“The chessboard is the world, the pieces are the phenomena of the Universe, the rules of the game are what we call the laws of Nature and the player on the other side is hidden from us.”
-- Thomas Huxley, English biologist, "Darwin's Bulldog"
--
Halfway through our first chess game in years, my sister said to me the other night that she always wanted "to be one of those people who plays long-term chess games. Like, they have a chess board in the house that they never touch except when their opponent comes to visit, like a friend or relative. Or they play through mail. I don't know, it just seems cool."
Ironically, we didn't finish that game. The pieces have since been reset.
I sometimes feel that a lifestyle of leaving home and coming back is a sort of ongoing war between the person and the family, a long-distance chess game. You come back, you make some moves and they counter, then you leave. Every return begins with a reassessment of the board and its pieces, often mistaken for nostalgia. You start scoping territory and wondering how this got there, why you feel so hampered and pinned down, why this gambit is of no further use and ought to be abandoned. You hop back into the game and, recalling rules, you try to win.
It's the sort of game that lasts a long time, uses a lot of mental energy and in the grand scheme of things is little more than a false little quibble blown way out of proportion. It's fun, it's frustrating, and it's fake. The chess game is its own little bubble, and once you pop it, the tension in your brow dissipates and the smells, sounds and sights of life come stampeding back. The fury is welcome at that point. The little escapes and escapades you had during the game--little walks, drives around town, movies watched alone after midnight--are nothing compared to the sudden wealth of freedom.
Here it is, three days away from my Big Move (which will be a lot like the first Big Move of my life, college), and I just want to resign. I find myself thinking about starting this acting career, of learning lines and curtain calls and the supreme loneliness of the traveling performer, and I wonder how Nebraska will treat me once I come back for the holidays. Never underestimate the power of a second thought; it can kill dreams with ease. I see ads for shows at the Omaha Community Playhouse or the Rose Theatre and I wonder, Why not stay home? Why move half a country away to do essentially the same thing? Why the hell didn't I look into my own backyard when I was still at home?
Am I doing this life-thing right? Would I have more success as an accountant, a reporter, a banker, a spy? Why did I sentence myself to a life of moments, glimpses and afterthoughts? Was it even my decision?

^^^^^^^^^^^^^^^^

> Task objective: In the essay about chess and family, turn the paragraph that begins "I sometimes feel that a lifestyle" into a short bulleted list that keeps its main points.

[Items from a dataset]

^^^^^^^^^^^^^^^^

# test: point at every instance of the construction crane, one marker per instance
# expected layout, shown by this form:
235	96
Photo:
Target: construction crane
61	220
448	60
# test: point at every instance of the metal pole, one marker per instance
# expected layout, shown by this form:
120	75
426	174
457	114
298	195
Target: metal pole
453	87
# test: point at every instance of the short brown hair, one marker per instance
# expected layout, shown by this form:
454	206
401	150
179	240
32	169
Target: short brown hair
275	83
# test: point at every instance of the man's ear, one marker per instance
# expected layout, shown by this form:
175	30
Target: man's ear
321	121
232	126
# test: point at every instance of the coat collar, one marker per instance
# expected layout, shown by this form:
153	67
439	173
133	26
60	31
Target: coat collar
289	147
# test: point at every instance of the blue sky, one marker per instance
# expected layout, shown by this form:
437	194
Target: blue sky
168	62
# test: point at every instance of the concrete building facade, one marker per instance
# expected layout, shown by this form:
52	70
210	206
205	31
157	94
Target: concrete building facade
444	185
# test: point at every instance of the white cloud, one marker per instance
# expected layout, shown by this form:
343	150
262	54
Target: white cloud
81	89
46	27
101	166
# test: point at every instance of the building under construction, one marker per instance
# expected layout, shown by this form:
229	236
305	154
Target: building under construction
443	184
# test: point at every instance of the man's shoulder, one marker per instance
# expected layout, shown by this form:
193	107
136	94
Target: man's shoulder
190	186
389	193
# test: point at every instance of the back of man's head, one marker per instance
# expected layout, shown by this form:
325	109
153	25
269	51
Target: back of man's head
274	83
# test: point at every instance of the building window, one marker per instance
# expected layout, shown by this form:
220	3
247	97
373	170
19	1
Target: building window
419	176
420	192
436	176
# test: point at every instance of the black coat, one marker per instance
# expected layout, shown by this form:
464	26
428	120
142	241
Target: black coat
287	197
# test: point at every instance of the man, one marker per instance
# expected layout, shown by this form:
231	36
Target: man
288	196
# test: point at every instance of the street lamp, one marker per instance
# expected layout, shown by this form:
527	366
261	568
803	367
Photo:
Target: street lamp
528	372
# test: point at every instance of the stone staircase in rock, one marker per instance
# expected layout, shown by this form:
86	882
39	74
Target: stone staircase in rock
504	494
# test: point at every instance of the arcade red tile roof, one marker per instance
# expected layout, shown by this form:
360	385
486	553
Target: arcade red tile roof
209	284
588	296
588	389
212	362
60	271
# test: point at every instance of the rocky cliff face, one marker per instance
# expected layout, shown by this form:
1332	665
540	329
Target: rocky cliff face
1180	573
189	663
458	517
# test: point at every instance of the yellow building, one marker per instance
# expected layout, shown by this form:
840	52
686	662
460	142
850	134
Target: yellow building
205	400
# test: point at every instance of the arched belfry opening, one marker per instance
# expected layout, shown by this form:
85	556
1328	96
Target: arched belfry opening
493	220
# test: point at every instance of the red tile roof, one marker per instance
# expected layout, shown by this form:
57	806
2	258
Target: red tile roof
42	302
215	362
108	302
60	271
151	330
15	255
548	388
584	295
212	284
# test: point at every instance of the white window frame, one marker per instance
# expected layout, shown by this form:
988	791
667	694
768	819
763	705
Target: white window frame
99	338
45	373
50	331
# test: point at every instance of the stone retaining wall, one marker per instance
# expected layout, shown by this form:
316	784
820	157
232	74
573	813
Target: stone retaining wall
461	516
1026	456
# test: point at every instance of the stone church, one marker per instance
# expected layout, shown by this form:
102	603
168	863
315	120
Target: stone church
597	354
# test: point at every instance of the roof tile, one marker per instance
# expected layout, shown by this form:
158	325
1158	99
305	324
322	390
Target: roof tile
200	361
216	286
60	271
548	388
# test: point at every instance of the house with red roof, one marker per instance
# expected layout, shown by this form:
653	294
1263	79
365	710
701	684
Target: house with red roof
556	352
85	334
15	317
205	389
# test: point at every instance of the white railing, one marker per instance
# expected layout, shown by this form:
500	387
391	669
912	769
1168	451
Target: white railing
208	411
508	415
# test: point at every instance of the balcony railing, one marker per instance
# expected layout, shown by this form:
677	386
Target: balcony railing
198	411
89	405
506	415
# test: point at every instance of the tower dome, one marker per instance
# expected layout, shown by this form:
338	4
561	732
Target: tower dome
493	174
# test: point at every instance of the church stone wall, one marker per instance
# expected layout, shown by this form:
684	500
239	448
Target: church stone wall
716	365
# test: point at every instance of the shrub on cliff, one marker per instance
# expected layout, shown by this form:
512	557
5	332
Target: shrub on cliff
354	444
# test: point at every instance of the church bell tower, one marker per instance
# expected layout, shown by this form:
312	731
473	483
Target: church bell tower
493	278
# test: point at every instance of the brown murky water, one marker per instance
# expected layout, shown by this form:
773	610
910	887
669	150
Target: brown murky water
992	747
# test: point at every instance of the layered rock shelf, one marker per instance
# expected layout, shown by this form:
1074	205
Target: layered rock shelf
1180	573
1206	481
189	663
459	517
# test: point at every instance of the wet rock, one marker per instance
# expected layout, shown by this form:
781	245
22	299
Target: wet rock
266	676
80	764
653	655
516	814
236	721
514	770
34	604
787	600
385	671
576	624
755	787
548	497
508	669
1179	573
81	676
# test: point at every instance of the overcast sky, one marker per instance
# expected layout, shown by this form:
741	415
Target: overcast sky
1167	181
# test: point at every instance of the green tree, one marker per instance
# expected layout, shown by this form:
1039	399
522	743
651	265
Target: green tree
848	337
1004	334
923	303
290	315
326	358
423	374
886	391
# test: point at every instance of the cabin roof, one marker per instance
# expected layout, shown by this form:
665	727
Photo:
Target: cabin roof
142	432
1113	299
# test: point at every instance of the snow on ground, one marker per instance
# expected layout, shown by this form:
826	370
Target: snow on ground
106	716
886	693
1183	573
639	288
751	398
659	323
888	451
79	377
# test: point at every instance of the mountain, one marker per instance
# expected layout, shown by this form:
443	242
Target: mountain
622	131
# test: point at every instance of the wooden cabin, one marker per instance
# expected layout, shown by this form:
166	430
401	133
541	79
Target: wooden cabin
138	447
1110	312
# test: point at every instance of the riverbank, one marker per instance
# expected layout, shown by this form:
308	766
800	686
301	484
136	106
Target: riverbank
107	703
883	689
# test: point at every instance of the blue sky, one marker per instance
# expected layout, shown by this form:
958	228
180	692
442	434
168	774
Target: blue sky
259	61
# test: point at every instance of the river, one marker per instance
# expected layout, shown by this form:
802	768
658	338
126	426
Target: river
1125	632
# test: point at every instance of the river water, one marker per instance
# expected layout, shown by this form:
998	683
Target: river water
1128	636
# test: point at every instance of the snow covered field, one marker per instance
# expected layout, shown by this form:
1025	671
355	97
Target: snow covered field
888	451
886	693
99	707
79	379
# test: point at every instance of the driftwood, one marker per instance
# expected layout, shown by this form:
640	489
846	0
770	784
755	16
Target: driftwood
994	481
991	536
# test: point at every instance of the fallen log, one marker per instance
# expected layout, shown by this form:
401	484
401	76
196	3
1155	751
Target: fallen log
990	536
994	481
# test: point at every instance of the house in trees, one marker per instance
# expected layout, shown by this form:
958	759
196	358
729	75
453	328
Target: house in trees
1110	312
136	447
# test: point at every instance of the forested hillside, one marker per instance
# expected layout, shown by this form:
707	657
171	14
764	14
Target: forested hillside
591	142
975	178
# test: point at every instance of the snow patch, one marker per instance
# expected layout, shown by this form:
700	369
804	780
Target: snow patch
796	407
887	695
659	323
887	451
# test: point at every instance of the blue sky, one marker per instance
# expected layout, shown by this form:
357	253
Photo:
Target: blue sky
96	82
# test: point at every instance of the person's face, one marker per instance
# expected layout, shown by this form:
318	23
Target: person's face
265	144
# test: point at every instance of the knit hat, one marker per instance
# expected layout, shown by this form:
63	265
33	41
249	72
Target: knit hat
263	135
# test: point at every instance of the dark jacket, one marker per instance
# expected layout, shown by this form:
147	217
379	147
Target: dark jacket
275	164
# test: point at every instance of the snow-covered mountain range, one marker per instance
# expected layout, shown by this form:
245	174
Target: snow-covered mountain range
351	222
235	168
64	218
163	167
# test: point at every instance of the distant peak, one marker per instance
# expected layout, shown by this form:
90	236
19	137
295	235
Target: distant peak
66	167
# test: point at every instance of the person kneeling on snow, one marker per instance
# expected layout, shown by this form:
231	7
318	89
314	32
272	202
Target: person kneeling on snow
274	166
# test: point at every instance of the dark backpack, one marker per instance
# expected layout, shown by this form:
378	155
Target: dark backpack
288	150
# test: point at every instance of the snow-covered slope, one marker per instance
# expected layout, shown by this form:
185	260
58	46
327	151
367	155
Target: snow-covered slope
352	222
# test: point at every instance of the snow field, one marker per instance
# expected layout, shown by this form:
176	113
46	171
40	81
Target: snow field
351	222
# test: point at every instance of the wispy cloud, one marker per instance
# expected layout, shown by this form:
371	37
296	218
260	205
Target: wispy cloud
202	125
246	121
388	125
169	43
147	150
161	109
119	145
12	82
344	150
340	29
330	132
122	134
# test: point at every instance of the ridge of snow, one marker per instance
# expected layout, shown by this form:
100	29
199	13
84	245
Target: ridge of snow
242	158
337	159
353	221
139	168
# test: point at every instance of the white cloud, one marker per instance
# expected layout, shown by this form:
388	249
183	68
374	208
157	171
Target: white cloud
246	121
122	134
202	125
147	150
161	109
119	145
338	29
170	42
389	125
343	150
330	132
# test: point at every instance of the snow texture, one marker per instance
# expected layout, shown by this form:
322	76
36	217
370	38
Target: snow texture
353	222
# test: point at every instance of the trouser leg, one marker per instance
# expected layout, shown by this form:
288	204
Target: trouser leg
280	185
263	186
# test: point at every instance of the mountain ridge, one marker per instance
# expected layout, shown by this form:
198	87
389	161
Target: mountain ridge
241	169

^^^^^^^^^^^^^^^^

> Solution for this task:
- A life of leaving home and coming back can feel like an ongoing war between a person and the family, like a long-distance chess game.
- You return, make some moves, the family counters, and then you leave.
- Each return starts with reassessing the board and its pieces, which is often mistaken for nostalgia.
- You look over the territory and wonder how things got there, why you feel hampered and pinned down, and why a gambit should be abandoned.
- You jump back into the game, recall the rules, and try to win.